PAGE
# What, If Anything, Do US Expats Do in Mexico on the Fourth?



## mickisue1 (Mar 10, 2012)

Here in the Great North, it's going to be low key for many of us today. The predicted high is 104F, with such high humidity that the heat index is expected to hit 115F.

But, if you are from the US, you know the usual drill: family picnics, hot dogs, buy some fireworks for all day noise, and find a blanket or a folding chair to watch the fireworks, once the long summer twilight comes to a close.

In my little suburb, the Roseville Community Band plays at our Central Park, and their last song is "The Star Spangled Banner." Just as they hit "...the rocket's red glare", the fireworks start.

It got me thinking about the idea of celebrating a holiday that's unique to one country, when living in another.

Are there celebrations planned? Do people who have jobs take the day off? 

Do people even use fireworks in MX?

What, if anything, is up?


----------



## TundraGreen (Jul 15, 2010)

mickisue1 said:


> ...
> Do people even use fireworks in MX?
> ...


I got a laugh out of the "Do people even use fireworks in MX?" question. That is like asking if dogs have fleas. Mexicans love fireworks and use pretty much any occasion as an excuse. The biggest fireworks displays I have seen are for their equivalent of the Fourth of July. On September 15th at 11 pm they start their independence day celebration with the "El Grito"* followed by fireworks. I was in the Zocalo in Mexico City for the El Grito in 2010, the bicentennial year, and it was amazing.

DIRECTIVES
[1] According to the thread, at what time on September 15th does Mexico's independence day celebration start?
[2] Sum up the thread in two sentences.
[3] Update the part of the thread that opens with the words "# What, If Anything, Do" and closes with "to a close.", writing it out again with "folding chair" replaced by "lawn chair".
The lines after this point are separate material, not part of the thread.

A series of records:
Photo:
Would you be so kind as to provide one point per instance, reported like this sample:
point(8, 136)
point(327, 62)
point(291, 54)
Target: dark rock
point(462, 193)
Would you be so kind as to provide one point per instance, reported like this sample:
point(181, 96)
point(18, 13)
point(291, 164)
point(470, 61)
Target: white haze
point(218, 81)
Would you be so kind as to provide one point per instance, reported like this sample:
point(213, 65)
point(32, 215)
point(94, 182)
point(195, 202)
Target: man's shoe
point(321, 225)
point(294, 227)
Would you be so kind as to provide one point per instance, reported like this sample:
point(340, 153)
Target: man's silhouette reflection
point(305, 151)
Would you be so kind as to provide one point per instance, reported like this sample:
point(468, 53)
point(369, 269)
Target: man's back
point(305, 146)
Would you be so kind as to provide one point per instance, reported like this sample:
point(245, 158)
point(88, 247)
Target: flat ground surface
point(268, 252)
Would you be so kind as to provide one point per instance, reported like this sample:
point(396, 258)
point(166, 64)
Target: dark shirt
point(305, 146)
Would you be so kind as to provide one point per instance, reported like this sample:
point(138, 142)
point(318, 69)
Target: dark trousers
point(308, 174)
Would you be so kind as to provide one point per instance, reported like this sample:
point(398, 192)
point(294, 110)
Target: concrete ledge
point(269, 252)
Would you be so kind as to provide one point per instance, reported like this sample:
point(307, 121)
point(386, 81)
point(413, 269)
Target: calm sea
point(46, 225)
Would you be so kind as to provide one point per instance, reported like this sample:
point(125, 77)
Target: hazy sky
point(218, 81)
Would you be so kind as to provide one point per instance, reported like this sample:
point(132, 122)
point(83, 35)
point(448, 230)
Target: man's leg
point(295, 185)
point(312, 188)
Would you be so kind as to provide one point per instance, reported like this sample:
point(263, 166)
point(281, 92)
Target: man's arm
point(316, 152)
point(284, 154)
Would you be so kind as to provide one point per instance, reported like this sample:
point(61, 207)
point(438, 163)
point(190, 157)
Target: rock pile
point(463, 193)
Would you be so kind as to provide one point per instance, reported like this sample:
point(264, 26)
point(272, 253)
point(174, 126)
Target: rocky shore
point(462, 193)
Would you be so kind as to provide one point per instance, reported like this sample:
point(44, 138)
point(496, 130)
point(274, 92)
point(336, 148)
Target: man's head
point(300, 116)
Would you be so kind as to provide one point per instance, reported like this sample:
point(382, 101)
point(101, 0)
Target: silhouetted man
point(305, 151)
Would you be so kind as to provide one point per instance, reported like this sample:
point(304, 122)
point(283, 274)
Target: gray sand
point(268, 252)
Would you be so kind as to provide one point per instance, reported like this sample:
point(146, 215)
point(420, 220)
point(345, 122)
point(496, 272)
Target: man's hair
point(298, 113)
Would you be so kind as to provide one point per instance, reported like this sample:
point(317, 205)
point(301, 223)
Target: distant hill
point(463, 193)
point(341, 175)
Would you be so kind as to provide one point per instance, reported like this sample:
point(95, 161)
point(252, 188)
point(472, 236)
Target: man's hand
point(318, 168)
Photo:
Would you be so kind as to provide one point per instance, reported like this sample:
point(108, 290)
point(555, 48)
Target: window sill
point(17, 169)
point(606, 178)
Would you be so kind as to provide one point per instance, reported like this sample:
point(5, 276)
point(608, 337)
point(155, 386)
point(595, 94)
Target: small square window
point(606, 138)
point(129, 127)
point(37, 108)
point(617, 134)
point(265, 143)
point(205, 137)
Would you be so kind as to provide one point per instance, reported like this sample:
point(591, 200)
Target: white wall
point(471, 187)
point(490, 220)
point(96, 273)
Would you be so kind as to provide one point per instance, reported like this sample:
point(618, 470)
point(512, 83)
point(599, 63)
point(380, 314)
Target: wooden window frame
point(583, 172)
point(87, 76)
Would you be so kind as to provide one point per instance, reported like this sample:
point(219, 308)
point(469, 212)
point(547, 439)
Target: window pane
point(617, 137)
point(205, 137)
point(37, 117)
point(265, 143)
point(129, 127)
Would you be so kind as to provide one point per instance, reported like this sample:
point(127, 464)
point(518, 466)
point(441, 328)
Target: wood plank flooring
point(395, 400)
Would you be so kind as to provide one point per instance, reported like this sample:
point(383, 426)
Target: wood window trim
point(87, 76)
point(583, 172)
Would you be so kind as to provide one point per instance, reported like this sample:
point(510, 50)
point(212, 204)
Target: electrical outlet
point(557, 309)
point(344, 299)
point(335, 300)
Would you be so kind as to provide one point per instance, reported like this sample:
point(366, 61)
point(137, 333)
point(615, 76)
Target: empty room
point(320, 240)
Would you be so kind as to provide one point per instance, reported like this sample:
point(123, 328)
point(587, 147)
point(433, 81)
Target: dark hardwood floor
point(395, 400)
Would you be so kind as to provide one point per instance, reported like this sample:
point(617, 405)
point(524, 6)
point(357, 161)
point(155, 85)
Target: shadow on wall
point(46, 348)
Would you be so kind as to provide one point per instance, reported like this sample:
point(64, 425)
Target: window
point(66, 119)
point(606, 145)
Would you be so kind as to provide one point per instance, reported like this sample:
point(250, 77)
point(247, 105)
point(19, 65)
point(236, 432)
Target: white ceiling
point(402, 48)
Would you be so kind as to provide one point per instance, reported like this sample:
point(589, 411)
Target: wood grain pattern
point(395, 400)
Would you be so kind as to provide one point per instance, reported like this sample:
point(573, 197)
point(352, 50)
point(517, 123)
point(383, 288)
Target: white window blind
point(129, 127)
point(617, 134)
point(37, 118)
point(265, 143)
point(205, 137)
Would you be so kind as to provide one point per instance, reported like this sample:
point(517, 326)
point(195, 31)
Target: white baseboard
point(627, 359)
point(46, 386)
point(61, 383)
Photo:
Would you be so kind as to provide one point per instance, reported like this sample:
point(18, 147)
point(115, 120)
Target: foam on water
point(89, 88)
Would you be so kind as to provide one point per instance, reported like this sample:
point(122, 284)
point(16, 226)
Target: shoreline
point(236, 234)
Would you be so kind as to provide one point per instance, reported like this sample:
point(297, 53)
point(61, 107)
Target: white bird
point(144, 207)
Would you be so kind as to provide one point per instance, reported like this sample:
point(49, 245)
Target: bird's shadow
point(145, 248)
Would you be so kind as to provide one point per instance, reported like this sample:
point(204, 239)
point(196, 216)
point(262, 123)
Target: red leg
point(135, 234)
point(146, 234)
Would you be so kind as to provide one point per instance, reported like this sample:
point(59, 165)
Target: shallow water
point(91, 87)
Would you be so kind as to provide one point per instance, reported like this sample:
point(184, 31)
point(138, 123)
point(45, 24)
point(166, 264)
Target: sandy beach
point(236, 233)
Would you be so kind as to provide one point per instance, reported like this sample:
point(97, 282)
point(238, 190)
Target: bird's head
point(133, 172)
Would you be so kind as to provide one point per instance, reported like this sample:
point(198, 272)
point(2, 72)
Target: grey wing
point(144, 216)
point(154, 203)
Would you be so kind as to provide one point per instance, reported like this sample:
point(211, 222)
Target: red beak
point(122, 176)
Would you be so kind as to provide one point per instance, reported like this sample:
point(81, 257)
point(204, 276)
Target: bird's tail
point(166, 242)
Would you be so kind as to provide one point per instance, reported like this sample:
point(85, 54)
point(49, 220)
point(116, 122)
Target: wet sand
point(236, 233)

ANSWER SET
[1] At 11 pm.

[2] A poster describes the usual US Fourth of July picnics and fireworks and asks what, if anything, US expats in Mexico do on that day, including whether people there even use fireworks. A reply says Mexicans love fireworks and use pretty much any occasion as an excuse, with the biggest displays for their independence day, which starts on September 15th at 11 pm with "El Grito" followed by fireworks.

[3]
# What, If Anything, Do US Expats Do in Mexico on the Fourth?



## mickisue1 (Mar 10, 2012)

Here in the Great North, it's going to be low key for many of us today. The predicted high is 104F, with such high humidity that the heat index is expected to hit 115F.

But, if you are from the US, you know the usual drill: family picnics, hot dogs, buy some fireworks for all day noise, and find a blanket or a lawn chair to watch the fireworks, once the long summer twilight comes to a close.